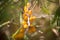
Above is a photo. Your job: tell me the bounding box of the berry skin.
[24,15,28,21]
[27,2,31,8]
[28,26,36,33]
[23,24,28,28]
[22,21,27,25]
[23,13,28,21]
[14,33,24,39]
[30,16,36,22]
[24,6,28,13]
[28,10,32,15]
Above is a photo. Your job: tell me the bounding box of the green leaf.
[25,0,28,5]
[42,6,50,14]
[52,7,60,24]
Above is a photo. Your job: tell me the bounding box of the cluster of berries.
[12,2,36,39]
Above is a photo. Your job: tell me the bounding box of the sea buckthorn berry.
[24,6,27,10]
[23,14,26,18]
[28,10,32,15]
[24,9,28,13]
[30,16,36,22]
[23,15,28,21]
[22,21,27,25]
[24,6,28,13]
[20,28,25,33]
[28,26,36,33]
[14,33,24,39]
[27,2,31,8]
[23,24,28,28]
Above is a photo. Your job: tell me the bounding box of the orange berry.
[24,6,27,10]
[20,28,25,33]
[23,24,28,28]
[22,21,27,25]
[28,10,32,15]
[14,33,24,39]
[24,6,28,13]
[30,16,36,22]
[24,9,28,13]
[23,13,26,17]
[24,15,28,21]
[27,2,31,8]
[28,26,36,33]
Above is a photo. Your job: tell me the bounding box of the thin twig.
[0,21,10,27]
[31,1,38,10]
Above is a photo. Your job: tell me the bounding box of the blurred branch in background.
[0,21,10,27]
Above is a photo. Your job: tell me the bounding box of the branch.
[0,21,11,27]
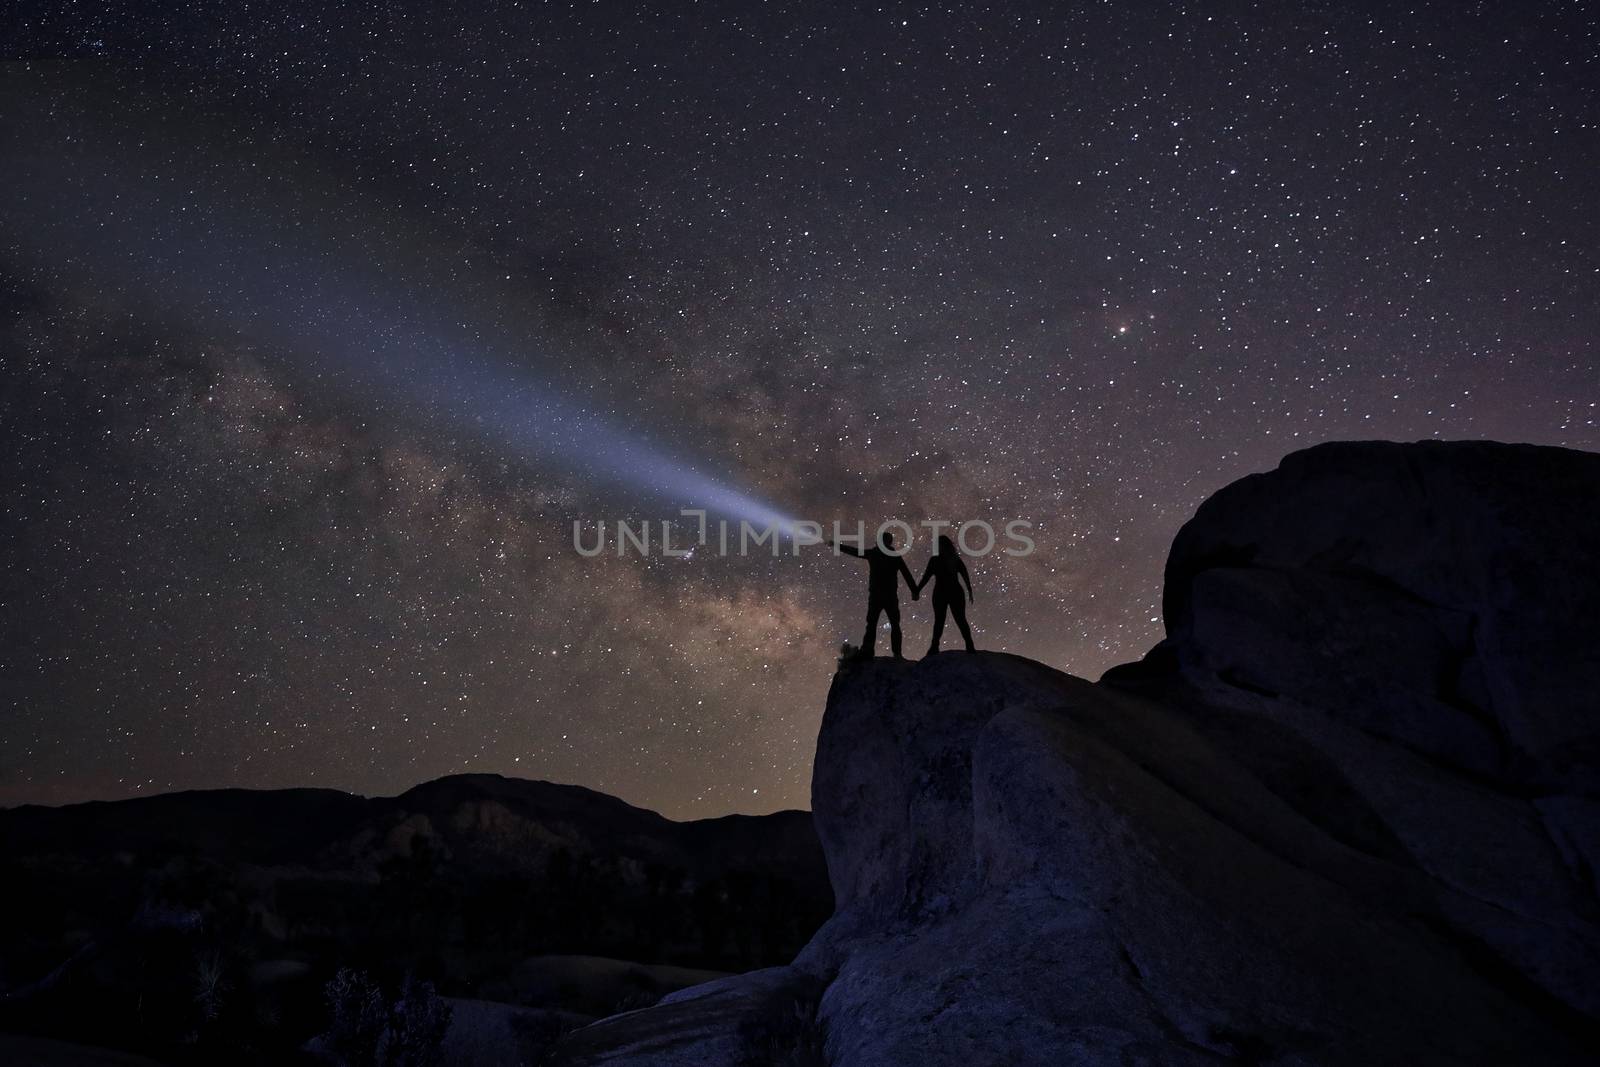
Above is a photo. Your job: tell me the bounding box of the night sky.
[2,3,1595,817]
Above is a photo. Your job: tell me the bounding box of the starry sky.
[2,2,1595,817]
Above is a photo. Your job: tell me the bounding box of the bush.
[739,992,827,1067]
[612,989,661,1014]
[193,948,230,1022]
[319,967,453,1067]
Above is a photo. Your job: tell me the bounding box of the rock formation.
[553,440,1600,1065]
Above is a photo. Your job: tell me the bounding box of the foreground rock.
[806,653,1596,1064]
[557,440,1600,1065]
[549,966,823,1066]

_Work to be completed_
Type the entries again verbatim. Drop the images.

_Solved exercise_
Above is a photo. Your job: tell me the bounding box of the berry skin.
[24,15,28,21]
[27,2,31,8]
[28,26,36,33]
[23,24,28,28]
[22,21,27,25]
[23,13,28,21]
[14,33,24,39]
[30,16,36,22]
[24,6,28,13]
[28,10,32,15]
Above is a photo. Your job: tell me the bounding box of the green leaf.
[25,0,28,5]
[42,6,50,14]
[52,7,60,24]
Above is a photo. Your job: tell me the bounding box of the cluster of berries.
[12,2,36,39]
Above is a photo. Your job: tell me the bounding box of the sea buckthorn berry.
[24,6,27,10]
[23,14,26,18]
[28,10,32,15]
[24,9,28,13]
[30,16,36,22]
[23,15,28,21]
[22,21,27,25]
[24,6,28,13]
[20,28,25,33]
[28,26,36,33]
[14,33,24,39]
[27,2,31,8]
[23,24,28,28]
Above is a photo. Your job: tell me the bounding box of the orange berry.
[24,6,27,10]
[20,28,25,33]
[23,24,28,28]
[22,21,27,25]
[28,10,32,15]
[14,33,24,39]
[24,6,28,13]
[30,16,36,22]
[24,9,28,13]
[23,13,26,17]
[24,15,28,21]
[27,2,31,8]
[28,26,36,33]
Above is a photo. Your job: tell me the bounding box of the thin twig.
[0,21,10,27]
[31,1,38,10]
Above is a photo. Your job: tell me the bounding box of the blurred branch in background.
[0,21,10,27]
Above is a photo. Your job: tell me the bounding box of the branch.
[0,21,11,27]
Above is a photo. Your job: tell me the bounding box of the night sky.
[2,3,1595,817]
Above is a photo. Your job: tell me the bounding box of the starry sky.
[2,2,1595,817]
Above is a photo. Your job: tell me the bounding box of the bush.
[739,992,827,1067]
[612,989,661,1014]
[193,948,230,1022]
[319,967,453,1067]
Above is a photo. Your job: tell me the bounding box of the rock formation.
[553,440,1600,1065]
Above is a photo. Your job: tell me the bounding box of the foreground rock.
[806,653,1596,1064]
[557,440,1600,1065]
[549,966,823,1066]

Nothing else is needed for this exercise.